= LESETEXT =

:::

1. 2. Was sagt der Strukturplan für das Bildungswesen von 1970 zum Sachunterricht?

Der Strukturplan und auch davor liegende Prozesse, wie z. B. der zentrale Grundschulkongress 1969, der viele Lehrer und Erzieher erstmals mit den Reformideen konfrontierte, sorgten für die Verbreitung des Begriffs ‚Sachunterricht’. Der entscheidende Impuls ging jedoch vom Strukturplan des Deutschen Bildungsrates 1970 aus. Dieser sorgte für eine Unterrichtsdiskussion, die die ablaufenden Entwicklungsprozesse von der Heimatkunde zum Sachunterricht beeinflusste. Außerdem deutete er neue Denkansätze und Entwicklungsrichtungen an, die in der Bundesrepublik Deutschland entscheidende Wendungen mit sich brachten.

Zu diesen Ansätzen zählte unter anderem, dass man den bisherigen Gesamtunterricht als Sachunterricht neu gliedern wollte. Der Sachunterricht sollte zukünftig nämlich historisch- kulturelle, sozial- gesellschaftliche sowie naturwissenschaftlich- technische Inhalte mit einbeziehen.

Zur Umsetzung dieser Ziele war es notwendig, den Gesamtunterricht in einen vorfachlichen Unterricht in der 1. und 2. Klasse umzugestalten. Dabei sollte der Sachunterricht und die muttersprachliche Erziehung von einer Lehrerin übernommen werden. In der 3. und 4. Klasse löste der Sachunterricht dann endgültig die Heimatkunde ab.

(vergleiche Strukturplan des Bildungswesens, 1970)

1. 3. Was sagt die Kultusministerkonferenz für das Bildungswesen von 1970 zum

Sachunterricht?

Auch die Kultusministerkonferenz (KMK) befürwortete einen vorfachlichen Unterricht in der gesamten Grundschulzeit.

Durch die stärkere „Eigengesetzlichkeit der Unterrichtsgebiete“ in der 3. und 4. Klasse wird der „Übergang […] zwischen der Stufe des Anfangsunterrichts und dem mit der 5. Klasse einsetzenden Fachunterricht“ geschaffen (KMK, 1970, Seite 18).

:::

= AUFGABENSTELLUNG =
- a) Beantworte zum Lesetext über den Sachunterricht diese drei Fragen:
(i) Von welchem Dokument ging laut dem Text der entscheidende Impuls aus?
(ii) Was löste der Sachunterricht in der 3. und 4. Klasse endgültig ab?
(iii) Welchen Unterricht befürwortete die Kultusministerkonferenz für die gesamte Grundschulzeit?
- b) Schreibe in der Auflistung die Zeilen ab der Zeile mit „[segment] **stone ledge**“ bis zum Ende der Auflistung, beide Enden eingeschlossen, neu und ersetze darin „even-odd“ durch „nonzero“, ohne sonst etwas zu ändern.
Der Lesetext und die folgende Auflistung sind voneinander unabhängiges Material.

:::

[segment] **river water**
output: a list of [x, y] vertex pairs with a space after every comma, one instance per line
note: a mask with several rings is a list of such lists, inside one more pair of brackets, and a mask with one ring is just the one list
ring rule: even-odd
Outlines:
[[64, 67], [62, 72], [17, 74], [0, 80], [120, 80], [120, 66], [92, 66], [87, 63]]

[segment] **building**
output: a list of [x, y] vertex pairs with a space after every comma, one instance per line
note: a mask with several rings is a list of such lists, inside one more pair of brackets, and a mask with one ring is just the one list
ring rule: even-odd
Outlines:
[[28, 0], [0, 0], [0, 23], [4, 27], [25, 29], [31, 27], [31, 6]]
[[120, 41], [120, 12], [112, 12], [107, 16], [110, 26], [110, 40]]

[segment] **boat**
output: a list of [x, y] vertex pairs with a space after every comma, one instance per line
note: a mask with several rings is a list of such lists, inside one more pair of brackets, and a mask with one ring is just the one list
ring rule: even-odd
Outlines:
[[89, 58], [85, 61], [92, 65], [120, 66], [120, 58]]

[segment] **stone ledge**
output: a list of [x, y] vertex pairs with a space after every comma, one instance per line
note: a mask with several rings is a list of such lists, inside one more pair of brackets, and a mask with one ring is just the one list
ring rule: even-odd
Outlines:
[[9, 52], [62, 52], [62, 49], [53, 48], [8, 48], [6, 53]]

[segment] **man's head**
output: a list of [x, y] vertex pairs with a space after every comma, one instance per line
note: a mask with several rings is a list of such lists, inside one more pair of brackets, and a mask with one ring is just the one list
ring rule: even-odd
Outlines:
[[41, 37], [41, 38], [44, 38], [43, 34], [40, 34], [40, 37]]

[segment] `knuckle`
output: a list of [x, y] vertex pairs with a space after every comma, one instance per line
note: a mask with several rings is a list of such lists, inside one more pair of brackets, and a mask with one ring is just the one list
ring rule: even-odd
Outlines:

:::

= LÖSUNGEN =
- a)
(i) Vom Strukturplan des Deutschen Bildungsrates von 1970.
(ii) Die Heimatkunde.
(iii) Einen vorfachlichen Unterricht.

- b)
[segment] **stone ledge**
output: a list of [x, y] vertex pairs with a space after every comma, one instance per line
note: a mask with several rings is a list of such lists, inside one more pair of brackets, and a mask with one ring is just the one list
ring rule: nonzero
Outlines:
[[9, 52], [62, 52], [62, 49], [53, 48], [8, 48], [6, 53]]

[segment] **man's head**
output: a list of [x, y] vertex pairs with a space after every comma, one instance per line
note: a mask with several rings is a list of such lists, inside one more pair of brackets, and a mask with one ring is just the one list
ring rule: nonzero
Outlines:
[[41, 37], [41, 38], [44, 38], [43, 34], [40, 34], [40, 37]]

[segment] `knuckle`
output: a list of [x, y] vertex pairs with a space after every comma, one instance per line
note: a mask with several rings is a list of such lists, inside one more pair of brackets, and a mask with one ring is just the one list
ring rule: nonzero
Outlines:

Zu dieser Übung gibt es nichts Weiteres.